(Stored records)
· · · · · · ·

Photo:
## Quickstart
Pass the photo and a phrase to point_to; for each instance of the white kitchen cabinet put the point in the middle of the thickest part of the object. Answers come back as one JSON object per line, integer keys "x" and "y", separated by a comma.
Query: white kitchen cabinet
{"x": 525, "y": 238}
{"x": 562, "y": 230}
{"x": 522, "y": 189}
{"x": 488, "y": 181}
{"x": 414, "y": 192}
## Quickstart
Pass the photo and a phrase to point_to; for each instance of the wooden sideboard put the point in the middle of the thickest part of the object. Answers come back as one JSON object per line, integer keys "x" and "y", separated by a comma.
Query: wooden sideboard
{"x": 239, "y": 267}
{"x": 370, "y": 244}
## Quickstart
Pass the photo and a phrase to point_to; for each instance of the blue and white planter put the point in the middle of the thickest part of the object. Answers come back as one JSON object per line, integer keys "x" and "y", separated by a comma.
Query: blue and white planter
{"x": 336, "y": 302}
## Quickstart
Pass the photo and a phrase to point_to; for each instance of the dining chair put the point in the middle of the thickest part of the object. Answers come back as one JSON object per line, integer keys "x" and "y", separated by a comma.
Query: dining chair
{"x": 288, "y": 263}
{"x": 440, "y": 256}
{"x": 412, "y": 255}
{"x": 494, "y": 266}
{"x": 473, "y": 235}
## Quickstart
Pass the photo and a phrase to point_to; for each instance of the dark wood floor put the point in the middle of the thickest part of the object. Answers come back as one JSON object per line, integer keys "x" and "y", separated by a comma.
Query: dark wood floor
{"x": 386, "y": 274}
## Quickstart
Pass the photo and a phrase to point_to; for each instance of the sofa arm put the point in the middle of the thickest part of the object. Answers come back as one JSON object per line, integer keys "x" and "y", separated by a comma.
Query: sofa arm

· · · · · · ·

• [WHAT THE TASK REQUIRES]
Copy the lines from the entries above in which the word "sofa" appears.

• [OUTPUT]
Pass the photo and a phrase to point_to; for each instance of the sofa arm put the point in the middle of the thickest part of the object. Answers come back as one JSON object per line, integer keys "x" and "y", separated by a comma.
Query: sofa arm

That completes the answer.